* start Task data *
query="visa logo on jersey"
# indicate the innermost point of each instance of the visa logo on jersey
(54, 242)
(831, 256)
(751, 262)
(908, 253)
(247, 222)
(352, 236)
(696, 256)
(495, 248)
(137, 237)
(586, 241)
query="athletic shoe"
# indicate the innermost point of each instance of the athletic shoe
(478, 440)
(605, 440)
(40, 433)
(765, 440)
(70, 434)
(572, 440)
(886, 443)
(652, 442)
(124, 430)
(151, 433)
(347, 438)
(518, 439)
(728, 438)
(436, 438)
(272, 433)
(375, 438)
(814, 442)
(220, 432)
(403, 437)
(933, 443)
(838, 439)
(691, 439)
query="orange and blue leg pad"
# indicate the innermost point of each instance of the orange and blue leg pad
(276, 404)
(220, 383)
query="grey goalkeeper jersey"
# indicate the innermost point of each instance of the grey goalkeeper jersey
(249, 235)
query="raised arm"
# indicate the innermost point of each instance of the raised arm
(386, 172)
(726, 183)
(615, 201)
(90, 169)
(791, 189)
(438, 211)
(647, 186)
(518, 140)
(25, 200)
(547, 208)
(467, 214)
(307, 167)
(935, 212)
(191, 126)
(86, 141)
* end Task data *
* start Task data *
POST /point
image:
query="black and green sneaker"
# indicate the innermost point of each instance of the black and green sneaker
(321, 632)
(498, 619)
* end Task data *
* start Task data *
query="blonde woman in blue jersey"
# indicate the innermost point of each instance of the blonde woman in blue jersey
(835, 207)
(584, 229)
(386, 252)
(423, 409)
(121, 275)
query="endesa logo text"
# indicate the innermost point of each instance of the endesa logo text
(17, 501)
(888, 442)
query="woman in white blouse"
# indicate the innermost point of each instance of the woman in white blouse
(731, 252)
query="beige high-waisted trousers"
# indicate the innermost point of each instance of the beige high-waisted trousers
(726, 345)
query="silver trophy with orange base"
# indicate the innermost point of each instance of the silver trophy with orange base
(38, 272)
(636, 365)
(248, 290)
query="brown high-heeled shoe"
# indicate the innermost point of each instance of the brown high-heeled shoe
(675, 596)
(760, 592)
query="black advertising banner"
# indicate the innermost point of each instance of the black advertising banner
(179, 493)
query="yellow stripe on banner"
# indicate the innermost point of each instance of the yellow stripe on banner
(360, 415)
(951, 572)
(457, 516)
* end Task data *
--- Aim of the exercise ---
Find each line in the records above that contains the word "athletic", and copy those lines.

--- Task output ---
query="athletic shoe"
# indicate the innermost point of each instance of the athletic shoe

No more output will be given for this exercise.